[Excerpted data]

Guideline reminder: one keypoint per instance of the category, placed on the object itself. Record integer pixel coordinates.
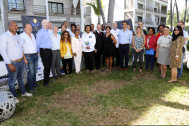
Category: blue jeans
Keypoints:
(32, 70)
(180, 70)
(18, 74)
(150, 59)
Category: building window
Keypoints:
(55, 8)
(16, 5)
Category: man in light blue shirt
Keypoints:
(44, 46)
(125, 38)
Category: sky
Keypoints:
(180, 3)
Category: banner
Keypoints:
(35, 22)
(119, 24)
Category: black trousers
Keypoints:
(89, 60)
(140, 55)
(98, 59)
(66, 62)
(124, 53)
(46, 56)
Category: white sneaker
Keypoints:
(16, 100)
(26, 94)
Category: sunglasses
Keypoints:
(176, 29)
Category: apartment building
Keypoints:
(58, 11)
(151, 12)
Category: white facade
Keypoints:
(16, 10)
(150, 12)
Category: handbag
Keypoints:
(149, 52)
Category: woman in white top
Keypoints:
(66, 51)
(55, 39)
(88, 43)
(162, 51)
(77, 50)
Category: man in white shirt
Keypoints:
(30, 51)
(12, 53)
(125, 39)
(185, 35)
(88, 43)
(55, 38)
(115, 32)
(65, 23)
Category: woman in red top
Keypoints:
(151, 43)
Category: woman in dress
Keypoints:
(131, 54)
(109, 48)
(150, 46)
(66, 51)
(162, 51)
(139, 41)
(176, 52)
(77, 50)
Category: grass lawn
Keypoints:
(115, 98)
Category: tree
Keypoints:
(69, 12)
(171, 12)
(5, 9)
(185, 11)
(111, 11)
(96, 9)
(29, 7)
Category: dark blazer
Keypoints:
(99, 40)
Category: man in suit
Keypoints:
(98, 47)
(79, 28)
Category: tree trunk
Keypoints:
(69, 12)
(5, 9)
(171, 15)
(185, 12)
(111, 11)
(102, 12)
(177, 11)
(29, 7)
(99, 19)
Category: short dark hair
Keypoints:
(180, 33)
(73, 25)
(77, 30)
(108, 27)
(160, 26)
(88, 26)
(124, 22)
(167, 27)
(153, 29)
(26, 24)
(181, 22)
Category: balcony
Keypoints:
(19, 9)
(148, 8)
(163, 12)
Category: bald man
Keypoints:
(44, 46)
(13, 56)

[Directions]
Report how many lines of the listing hold the string "shirt", giving only the number.

[Solution to this exercise]
2